TRY IT
In the records that follow, how many lines contain the word "below"? Give only that figure.

(Referring expression pointing data)
********

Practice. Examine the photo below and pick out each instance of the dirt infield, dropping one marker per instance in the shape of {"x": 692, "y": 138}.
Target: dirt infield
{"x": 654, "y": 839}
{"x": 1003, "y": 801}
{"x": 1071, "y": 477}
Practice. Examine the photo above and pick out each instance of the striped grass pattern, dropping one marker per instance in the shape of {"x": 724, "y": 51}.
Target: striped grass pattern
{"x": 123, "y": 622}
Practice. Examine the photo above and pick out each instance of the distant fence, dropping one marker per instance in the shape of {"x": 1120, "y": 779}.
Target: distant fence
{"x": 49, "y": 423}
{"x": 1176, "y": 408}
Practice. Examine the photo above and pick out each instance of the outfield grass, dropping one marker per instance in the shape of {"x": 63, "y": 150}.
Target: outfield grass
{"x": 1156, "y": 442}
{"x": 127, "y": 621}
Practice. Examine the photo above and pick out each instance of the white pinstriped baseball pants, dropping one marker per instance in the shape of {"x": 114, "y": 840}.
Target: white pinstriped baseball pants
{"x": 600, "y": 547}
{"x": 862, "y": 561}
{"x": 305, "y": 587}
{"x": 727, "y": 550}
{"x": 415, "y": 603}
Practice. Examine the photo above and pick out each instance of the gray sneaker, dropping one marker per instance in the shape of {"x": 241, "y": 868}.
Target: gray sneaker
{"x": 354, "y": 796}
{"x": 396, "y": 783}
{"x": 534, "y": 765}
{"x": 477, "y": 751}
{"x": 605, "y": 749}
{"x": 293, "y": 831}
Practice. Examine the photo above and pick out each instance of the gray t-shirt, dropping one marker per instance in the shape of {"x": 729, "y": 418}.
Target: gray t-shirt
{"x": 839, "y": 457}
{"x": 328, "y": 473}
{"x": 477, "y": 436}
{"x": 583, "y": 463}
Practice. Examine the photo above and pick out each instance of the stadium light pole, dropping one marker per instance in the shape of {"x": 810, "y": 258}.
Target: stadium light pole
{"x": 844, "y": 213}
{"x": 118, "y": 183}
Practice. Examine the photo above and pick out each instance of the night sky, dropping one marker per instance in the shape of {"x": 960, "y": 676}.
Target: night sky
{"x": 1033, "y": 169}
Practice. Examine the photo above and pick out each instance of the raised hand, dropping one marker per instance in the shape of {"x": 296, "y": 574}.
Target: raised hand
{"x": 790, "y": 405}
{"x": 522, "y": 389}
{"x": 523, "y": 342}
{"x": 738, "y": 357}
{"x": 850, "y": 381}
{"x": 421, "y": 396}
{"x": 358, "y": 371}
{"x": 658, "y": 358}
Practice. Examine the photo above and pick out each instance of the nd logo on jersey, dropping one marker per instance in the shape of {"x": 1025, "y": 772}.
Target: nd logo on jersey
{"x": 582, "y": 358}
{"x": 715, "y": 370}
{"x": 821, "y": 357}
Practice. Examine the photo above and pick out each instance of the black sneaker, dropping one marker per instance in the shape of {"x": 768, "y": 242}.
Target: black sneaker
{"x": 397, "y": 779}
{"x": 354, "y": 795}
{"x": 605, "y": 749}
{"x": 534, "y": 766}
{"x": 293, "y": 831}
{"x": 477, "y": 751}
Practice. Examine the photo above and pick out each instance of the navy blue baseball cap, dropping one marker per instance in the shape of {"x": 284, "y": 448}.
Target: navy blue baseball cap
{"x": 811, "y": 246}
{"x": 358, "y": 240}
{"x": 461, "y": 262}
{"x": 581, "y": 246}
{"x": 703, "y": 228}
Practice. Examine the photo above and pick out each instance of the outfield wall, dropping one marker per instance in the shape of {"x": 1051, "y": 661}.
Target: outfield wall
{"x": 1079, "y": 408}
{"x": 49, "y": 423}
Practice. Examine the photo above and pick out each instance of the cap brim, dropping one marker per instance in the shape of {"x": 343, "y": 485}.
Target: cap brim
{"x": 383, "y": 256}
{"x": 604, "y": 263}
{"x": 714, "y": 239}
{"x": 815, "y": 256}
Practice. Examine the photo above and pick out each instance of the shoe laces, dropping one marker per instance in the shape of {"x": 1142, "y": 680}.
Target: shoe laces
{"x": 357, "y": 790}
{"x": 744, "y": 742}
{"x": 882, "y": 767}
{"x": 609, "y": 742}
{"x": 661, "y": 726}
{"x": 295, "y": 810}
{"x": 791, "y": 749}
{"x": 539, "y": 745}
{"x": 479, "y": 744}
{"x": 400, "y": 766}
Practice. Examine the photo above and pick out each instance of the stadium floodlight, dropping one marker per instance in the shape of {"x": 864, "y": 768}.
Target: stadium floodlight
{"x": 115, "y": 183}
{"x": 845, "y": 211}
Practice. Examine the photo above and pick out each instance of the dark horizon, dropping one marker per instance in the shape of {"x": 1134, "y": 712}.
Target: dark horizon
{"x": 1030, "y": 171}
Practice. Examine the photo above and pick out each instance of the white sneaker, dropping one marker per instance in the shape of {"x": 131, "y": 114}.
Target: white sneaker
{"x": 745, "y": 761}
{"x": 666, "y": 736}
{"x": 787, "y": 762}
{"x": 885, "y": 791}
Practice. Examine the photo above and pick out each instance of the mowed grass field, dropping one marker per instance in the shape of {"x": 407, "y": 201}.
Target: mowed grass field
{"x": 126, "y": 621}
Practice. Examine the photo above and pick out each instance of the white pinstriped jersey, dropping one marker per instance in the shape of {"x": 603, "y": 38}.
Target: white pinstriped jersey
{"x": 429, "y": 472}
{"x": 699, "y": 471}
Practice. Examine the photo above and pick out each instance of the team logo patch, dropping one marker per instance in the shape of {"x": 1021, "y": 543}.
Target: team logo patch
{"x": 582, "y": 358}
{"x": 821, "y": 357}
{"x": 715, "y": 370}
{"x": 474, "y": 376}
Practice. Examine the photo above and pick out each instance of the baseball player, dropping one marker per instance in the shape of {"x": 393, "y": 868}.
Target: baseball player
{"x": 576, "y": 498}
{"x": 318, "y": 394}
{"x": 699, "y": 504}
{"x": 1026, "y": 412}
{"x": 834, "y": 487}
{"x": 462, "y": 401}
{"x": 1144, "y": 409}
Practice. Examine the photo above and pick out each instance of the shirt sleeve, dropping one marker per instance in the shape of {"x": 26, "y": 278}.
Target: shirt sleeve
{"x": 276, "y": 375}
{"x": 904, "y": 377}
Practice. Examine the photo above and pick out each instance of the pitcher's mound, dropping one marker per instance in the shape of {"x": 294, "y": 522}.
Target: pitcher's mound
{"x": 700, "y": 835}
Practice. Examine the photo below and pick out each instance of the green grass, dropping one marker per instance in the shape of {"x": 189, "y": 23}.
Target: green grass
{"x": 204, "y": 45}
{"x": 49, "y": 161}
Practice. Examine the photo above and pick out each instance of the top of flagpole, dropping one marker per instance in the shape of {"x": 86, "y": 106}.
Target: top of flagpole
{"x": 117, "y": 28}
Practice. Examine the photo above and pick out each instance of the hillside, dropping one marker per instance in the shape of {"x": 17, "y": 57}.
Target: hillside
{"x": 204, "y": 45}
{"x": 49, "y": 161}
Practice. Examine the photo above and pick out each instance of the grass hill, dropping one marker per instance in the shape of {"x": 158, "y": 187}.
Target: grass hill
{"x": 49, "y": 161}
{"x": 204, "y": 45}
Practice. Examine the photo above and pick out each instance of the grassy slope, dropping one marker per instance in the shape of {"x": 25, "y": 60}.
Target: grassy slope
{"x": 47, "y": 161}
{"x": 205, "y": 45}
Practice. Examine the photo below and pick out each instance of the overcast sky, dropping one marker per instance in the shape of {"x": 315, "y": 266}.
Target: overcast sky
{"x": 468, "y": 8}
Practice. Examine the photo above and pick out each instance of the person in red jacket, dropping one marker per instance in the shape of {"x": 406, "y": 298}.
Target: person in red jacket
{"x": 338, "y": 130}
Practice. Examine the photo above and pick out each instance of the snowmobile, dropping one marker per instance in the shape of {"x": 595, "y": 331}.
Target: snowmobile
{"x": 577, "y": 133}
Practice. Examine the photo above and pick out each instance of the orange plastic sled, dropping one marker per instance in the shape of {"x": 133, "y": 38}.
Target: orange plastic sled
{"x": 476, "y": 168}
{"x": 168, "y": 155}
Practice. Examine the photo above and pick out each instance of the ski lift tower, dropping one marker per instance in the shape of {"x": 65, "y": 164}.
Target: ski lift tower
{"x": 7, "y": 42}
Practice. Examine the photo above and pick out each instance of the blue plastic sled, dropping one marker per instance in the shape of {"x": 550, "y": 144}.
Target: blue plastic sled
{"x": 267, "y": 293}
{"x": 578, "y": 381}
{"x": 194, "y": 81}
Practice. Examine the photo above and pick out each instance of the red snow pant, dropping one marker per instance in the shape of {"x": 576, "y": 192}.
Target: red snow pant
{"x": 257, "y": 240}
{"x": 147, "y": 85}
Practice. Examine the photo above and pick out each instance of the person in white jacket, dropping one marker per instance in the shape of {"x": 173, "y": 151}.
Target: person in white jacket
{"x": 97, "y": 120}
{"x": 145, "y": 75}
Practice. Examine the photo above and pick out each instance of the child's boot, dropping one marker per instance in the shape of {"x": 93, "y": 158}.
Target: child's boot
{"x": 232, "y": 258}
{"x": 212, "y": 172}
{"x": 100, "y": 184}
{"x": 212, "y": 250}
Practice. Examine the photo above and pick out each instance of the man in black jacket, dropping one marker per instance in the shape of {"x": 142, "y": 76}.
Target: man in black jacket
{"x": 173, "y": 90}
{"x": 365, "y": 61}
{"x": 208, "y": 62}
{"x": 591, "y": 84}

********

ANSWER SPACE
3